[Saved entries]
= = =
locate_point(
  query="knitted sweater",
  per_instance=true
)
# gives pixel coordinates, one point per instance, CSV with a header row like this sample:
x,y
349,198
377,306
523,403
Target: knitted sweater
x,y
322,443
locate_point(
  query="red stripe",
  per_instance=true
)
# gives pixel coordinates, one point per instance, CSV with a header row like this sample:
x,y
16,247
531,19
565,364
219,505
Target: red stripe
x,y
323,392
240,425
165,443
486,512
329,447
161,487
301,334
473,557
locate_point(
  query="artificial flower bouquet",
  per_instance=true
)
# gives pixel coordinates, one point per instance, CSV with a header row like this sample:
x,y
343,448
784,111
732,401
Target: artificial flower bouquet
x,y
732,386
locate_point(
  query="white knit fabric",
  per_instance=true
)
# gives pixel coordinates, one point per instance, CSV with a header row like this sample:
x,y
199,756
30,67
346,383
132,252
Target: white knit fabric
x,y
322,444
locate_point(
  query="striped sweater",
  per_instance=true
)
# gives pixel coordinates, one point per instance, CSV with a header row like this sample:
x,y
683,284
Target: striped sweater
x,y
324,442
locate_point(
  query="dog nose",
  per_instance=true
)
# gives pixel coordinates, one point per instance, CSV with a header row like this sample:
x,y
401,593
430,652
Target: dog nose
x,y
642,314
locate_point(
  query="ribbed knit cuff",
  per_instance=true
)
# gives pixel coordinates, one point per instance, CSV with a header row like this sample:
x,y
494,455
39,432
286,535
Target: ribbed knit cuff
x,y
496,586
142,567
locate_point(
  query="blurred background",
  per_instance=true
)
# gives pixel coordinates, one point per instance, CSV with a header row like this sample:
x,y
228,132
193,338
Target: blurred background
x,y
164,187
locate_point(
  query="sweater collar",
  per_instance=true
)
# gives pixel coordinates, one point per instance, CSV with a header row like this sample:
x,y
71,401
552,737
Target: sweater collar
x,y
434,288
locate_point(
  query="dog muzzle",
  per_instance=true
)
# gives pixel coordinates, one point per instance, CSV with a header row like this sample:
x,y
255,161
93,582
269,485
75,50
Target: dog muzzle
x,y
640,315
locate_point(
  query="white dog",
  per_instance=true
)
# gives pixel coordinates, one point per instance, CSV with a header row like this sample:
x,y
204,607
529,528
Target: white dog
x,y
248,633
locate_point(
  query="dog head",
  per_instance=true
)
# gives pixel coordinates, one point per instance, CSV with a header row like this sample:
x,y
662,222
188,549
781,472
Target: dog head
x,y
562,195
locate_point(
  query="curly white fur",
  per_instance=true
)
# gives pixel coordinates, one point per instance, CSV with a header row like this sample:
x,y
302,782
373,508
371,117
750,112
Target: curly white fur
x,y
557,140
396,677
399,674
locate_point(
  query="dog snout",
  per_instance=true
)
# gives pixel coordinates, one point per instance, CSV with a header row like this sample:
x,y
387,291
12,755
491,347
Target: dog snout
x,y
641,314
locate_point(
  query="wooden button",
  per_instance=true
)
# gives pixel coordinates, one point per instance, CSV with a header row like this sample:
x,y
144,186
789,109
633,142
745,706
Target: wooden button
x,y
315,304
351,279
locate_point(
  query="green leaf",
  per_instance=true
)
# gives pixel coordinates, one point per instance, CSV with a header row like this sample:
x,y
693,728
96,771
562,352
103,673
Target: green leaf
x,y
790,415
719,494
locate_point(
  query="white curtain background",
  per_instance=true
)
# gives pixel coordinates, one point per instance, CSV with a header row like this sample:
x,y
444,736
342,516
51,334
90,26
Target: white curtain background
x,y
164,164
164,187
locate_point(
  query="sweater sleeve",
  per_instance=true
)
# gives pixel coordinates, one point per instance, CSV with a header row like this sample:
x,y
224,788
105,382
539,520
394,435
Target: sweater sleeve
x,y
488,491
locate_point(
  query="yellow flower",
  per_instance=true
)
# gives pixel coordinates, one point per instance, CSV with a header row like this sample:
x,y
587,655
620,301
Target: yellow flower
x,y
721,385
= = =
### Task item
In full and without alteration, return every line above.

### Task response
locate_point(
  query="knitted sweater",
  per_instance=true
)
# gives pixel coordinates, one point per instance, CSV with a header row like this sample:
x,y
349,198
377,306
523,403
Target: knitted sweater
x,y
322,443
locate_point(
  query="red stripe",
  per_instance=true
)
# gives pixel coordinates, one point per instance, CSV with a header row like this sample:
x,y
16,247
531,19
565,364
219,505
Target: red stripe
x,y
323,392
240,425
165,443
486,512
329,447
161,487
301,334
473,557
locate_point(
  query="artificial flower bouquet",
  per_instance=true
)
# gives pixel coordinates, one point per instance, CSV with a header row like this sample:
x,y
343,448
784,111
732,401
Target: artificial flower bouquet
x,y
732,386
locate_point(
  query="white knit fabric",
  per_instance=true
)
# gives pixel coordinates, one point per instance, CSV with a header row like this sample:
x,y
199,756
30,67
346,383
132,252
Target: white knit fabric
x,y
322,444
locate_point(
  query="striped sweater",
  per_instance=true
)
# gives pixel coordinates, one point per instance, CSV with a header row like this sample:
x,y
683,284
Target: striped sweater
x,y
324,442
locate_point(
  query="dog nose",
  per_instance=true
)
# gives pixel coordinates, one point per instance, CSV with a header row like this sample:
x,y
401,593
430,652
Target: dog nose
x,y
642,314
locate_point(
  query="ribbed knit cuff",
  per_instance=true
)
# gives pixel coordinates, one point per instance, CSV with a header row like this sample:
x,y
494,455
39,432
286,535
Target: ribbed knit cuff
x,y
496,586
142,567
locate_point(
  query="blurred background",
  per_instance=true
)
# gives pixel coordinates, one point per instance, CSV with a header row like this sample:
x,y
228,132
193,338
Target: blurred background
x,y
164,187
locate_point(
  query="sweater collar",
  per_instance=true
)
# gives pixel coordinates, one point per instance, CSV with a header row like this sample:
x,y
71,401
552,737
Target: sweater collar
x,y
434,288
locate_point(
  query="dog muzzle",
  per_instance=true
)
# gives pixel coordinates, one point per instance, CSV with a header row like this sample:
x,y
255,161
93,582
269,485
75,50
Target: dog muzzle
x,y
640,315
locate_point(
  query="white dog",
  per_instance=true
)
# gives pixel coordinates, one point per instance, CSV with a header row like this sample:
x,y
204,607
529,528
Target: white dog
x,y
248,633
locate_point(
  query="dog head",
  per_instance=true
)
# gives pixel coordinates, one point per instance, CSV with a header row like this sample:
x,y
662,222
188,549
781,472
Target: dog head
x,y
562,195
locate_point(
  query="curly white fur",
  per_instance=true
)
# gives pixel coordinates, one point per instance, CSV with a header row like this sample:
x,y
302,782
373,508
371,117
750,112
Target: curly white fur
x,y
557,140
396,677
399,674
locate_point(
  query="dog snout",
  per_instance=true
)
# gives pixel coordinates, one point per instance, CSV with a header row like this sample:
x,y
387,291
12,755
491,347
Target: dog snout
x,y
641,314
locate_point(
  query="wooden button",
  per_instance=true
)
# gives pixel coordinates, one point per instance, CSV with a header row like this sample:
x,y
144,186
789,109
633,142
745,706
Target: wooden button
x,y
315,304
351,279
locate_point(
  query="green leaf",
  per_instance=true
)
# gives pixel coordinates, one point per instance, CSV with a header row like this sample:
x,y
693,728
96,771
562,352
103,673
Target: green leaf
x,y
790,415
719,494
locate_point(
  query="white curtain background",
  per_instance=true
)
# gives pixel coordinates, one point per instance, CSV with a header row like this sample:
x,y
444,736
342,516
51,334
90,26
Target: white curtain background
x,y
164,164
164,187
locate_point(
  query="sweater sleeve",
  per_instance=true
)
# gives pixel coordinates, one point per instance, CSV with a header row like this sample:
x,y
224,788
105,382
539,520
394,435
Target: sweater sleeve
x,y
488,491
locate_point(
  query="yellow flower",
  per_instance=true
)
# gives pixel coordinates, one point per instance, CSV with a header row like this sample:
x,y
587,655
620,301
Target: yellow flower
x,y
721,385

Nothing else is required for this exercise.